EXERCISE DESCRIPTION -
Exactly reproduce the line containing "Category: calm sea" together with every line after it, through the end of the entries, and give nothing more.

ENTRIES SHOWN -
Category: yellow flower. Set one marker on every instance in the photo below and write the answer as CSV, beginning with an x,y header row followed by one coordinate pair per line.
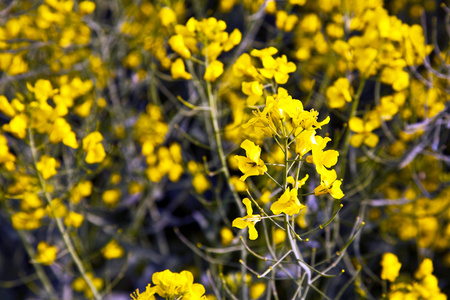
x,y
6,157
363,129
278,68
46,254
111,197
329,184
73,219
248,221
47,166
243,66
177,285
213,71
226,236
234,39
284,21
201,183
58,207
86,7
257,289
27,221
425,269
288,203
62,131
42,90
94,148
167,16
176,42
321,158
82,189
112,250
178,70
339,93
149,294
17,126
6,108
252,165
254,91
390,266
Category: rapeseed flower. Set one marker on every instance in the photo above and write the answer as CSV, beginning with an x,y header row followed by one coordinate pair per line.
x,y
252,164
47,166
390,266
94,148
46,254
329,184
288,203
112,250
248,221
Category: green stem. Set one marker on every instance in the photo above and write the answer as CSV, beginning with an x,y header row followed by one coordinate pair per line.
x,y
347,133
39,269
214,120
59,223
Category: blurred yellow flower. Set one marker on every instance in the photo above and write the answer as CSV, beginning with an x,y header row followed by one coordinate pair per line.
x,y
252,164
112,250
46,254
248,221
390,266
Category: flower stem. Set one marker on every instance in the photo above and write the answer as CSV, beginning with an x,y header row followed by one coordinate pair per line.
x,y
59,223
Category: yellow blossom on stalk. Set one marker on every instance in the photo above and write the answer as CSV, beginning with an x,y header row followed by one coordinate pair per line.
x,y
304,142
17,126
425,269
278,68
6,108
111,197
390,266
42,90
177,285
254,91
339,93
252,164
213,71
178,70
329,184
176,42
257,289
234,39
46,254
271,7
86,7
62,131
321,158
363,129
112,250
59,209
6,157
243,66
47,166
201,183
149,294
226,236
248,221
284,21
288,203
94,148
73,219
167,16
27,220
82,189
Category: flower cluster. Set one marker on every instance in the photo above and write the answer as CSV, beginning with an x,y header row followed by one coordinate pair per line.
x,y
172,286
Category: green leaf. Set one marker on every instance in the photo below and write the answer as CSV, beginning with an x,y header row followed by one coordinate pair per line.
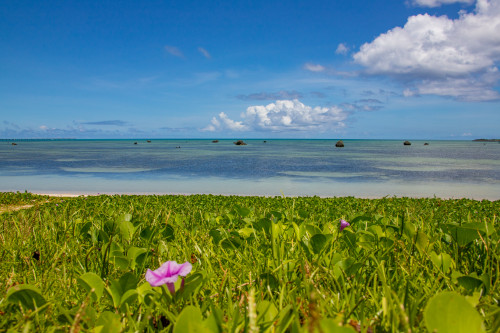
x,y
127,298
267,312
242,211
332,326
216,235
108,322
269,280
168,233
136,255
422,241
190,320
245,232
318,242
449,312
192,284
120,261
92,283
443,261
127,230
119,287
465,233
26,296
470,283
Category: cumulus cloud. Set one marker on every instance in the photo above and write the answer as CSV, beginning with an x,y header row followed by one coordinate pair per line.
x,y
174,51
106,123
263,96
281,116
314,67
342,49
437,3
430,52
204,52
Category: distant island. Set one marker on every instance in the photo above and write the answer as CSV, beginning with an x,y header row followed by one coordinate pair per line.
x,y
487,140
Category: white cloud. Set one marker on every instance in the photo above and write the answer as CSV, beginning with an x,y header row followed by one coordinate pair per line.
x,y
437,3
314,67
174,51
224,123
283,115
204,52
429,51
342,49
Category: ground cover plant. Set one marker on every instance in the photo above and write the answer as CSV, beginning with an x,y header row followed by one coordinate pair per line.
x,y
248,264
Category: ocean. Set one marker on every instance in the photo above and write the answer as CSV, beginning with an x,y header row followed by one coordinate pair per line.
x,y
362,168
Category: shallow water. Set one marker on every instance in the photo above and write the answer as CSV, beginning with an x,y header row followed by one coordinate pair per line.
x,y
363,168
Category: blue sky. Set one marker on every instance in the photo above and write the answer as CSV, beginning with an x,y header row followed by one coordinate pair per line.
x,y
415,69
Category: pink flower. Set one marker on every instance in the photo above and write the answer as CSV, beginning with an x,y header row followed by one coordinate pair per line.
x,y
167,274
344,224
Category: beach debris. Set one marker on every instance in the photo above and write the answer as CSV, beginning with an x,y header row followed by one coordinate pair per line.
x,y
167,274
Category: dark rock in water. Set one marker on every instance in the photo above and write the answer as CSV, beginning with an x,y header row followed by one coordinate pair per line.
x,y
487,140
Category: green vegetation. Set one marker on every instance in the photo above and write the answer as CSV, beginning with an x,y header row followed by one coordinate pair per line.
x,y
259,264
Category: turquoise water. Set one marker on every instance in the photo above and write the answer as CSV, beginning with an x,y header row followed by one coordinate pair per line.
x,y
363,168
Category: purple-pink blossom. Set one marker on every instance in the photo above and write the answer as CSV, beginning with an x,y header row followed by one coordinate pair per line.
x,y
168,274
343,224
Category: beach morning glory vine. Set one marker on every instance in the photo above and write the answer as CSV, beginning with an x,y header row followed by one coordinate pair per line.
x,y
168,274
344,224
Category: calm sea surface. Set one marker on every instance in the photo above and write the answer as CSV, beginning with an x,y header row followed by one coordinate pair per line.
x,y
363,168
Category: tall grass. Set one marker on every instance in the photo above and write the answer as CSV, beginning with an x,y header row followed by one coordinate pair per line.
x,y
259,263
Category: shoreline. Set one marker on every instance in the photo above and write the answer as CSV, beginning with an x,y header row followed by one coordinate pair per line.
x,y
372,197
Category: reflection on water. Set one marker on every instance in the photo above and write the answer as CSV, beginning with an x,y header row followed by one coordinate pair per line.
x,y
296,167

COMPLETED TASK -
Category: calm sea surface. Set one marker on every instance in the photo above and write the answer as CSV, beginning with an x,y header row followed by one coordinate pair per line.
x,y
363,168
Category: tall grass. Set one marker on every instance in the photo above and write the answer as CSV, beginning with an x,y header row followed by one coordinate pair per line.
x,y
259,263
Category: shoreline. Set one marker on every instance in the photo above and write the answer as CSV, beginning with an x,y header row followed by one coordinate pair per line.
x,y
372,197
Category: reflection on water. Set one marker on every instance in the photo above and write the answer as CSV, beginning with an x,y header row followed by one coordinate pair per line.
x,y
296,167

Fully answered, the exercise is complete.